Aim of the exercise: Return every entry exactly as written, with the pictures removed.

Available data:
* * *

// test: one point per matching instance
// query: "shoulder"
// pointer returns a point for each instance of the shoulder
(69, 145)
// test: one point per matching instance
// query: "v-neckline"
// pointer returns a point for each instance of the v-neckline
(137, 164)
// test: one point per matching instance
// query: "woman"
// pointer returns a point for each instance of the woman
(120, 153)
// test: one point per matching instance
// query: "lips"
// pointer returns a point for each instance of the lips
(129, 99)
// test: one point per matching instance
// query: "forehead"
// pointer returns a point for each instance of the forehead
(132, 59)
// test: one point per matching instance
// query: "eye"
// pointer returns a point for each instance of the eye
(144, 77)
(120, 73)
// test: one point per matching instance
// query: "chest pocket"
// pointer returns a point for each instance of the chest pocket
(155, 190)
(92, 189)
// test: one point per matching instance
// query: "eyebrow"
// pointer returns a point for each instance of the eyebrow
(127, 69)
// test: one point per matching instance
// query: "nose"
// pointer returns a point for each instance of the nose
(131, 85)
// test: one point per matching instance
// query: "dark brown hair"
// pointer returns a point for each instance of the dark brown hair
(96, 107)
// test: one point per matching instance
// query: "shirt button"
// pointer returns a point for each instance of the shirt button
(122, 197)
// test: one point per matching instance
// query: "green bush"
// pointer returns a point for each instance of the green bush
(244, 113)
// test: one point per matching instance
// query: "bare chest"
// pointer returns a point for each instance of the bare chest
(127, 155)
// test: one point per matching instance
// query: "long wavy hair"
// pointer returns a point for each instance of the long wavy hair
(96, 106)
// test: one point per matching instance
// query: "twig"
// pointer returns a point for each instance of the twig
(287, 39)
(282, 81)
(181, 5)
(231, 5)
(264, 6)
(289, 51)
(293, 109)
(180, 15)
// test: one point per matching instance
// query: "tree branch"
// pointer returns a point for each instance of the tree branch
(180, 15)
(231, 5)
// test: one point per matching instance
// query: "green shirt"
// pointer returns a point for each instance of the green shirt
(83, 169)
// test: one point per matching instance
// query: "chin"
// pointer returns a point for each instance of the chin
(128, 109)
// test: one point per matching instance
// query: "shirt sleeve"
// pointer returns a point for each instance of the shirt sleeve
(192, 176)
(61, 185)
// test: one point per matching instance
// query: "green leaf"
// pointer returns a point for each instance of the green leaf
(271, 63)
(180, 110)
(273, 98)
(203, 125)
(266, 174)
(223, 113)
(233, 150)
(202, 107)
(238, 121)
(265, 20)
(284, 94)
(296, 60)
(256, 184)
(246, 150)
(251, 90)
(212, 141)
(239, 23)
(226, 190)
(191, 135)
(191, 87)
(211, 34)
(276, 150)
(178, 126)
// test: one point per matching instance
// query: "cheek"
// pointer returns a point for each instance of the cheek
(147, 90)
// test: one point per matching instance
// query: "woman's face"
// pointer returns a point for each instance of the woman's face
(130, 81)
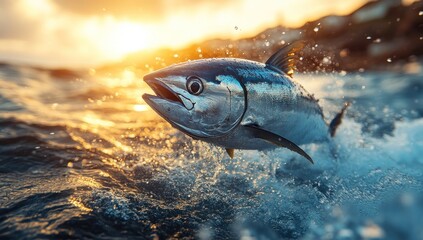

* * *

Result:
// test: one point per matching instance
// query: "shoulder"
// pointer returns a point for each instance of the shoulder
(69, 145)
// test: one point per matching instance
// query: "v-neckline"
// pointer returns a point for each instance of the v-neckline
(137, 164)
// test: one point per matching instance
// query: "woman"
// pointer returns a point for each instance of the woman
(120, 153)
// test: one point per matching instance
// query: "lips"
// pointer returns a point for each instance of the lips
(129, 99)
// test: one point per matching instance
// query: "forehead"
// pointer returns a point for each instance of the forehead
(132, 59)
// test: one point per matching instance
// query: "eye"
// pointer returns a point for each instance of the eye
(144, 77)
(120, 73)
// test: one point per matching instance
// query: "chest pocket"
// pointer returns a point for each instance of the chest pocket
(155, 190)
(92, 189)
// test: one point per matching instance
// query: "eyebrow"
// pointer returns a point for each instance of the eyebrow
(127, 69)
// test: one point per matching instance
// query: "nose"
// pointer returns a point for each instance of the nose
(131, 85)
// test: one point per matching instance
// query: "dark brown hair"
// pointer returns a point for each instance of the dark brown hair
(96, 107)
// test: one point per matching instance
// query: "shirt button"
// pointer returns a point for each instance of the shirt button
(122, 197)
// test: one point per matching instance
// query: "green bush"
// pointer returns a point for each instance of the green bush
(244, 113)
// test: one point per matching instance
// query: "bare chest"
// pointer returns a point for each instance of the bare chest
(127, 155)
// test: one point per matching instance
// query: "long wavy hair"
// pointer returns a point for each instance of the long wavy hair
(96, 106)
// test: one point per matching instance
// query: "twig"
// pointer returns a point for each instance of the twig
(287, 39)
(282, 81)
(181, 5)
(231, 5)
(264, 6)
(289, 51)
(293, 109)
(180, 15)
// test: one point per matching instance
// query: "tree branch"
// pointer returns a point for each instance of the tree branch
(180, 15)
(231, 5)
// test: one point per matching instance
// query: "green shirt"
// pointer returns a point for each instance of the green shirt
(83, 169)
// test: one point per matching instance
// query: "chin"
// pointer returns a point for each instance of the chin
(128, 109)
// test: one point per matching instance
// query: "shirt sleeve"
// pointer returns a point for each instance of the shirt sleeve
(192, 176)
(61, 185)
// test: one point per matching instance
// query: "green leaf"
// pointer returns a point for each instance of the green leaf
(271, 63)
(180, 110)
(273, 98)
(203, 125)
(266, 174)
(223, 113)
(233, 150)
(202, 107)
(238, 121)
(265, 20)
(284, 94)
(296, 60)
(256, 184)
(246, 150)
(251, 90)
(212, 141)
(239, 23)
(226, 190)
(191, 135)
(191, 87)
(211, 34)
(276, 150)
(178, 126)
// test: one point per matching instance
// query: "cheek"
// pointer returns a point for each instance of the cheek
(147, 90)
// test: one point per matching instance
// query: "woman's face"
// pointer returns a point for each instance of the woman's face
(130, 81)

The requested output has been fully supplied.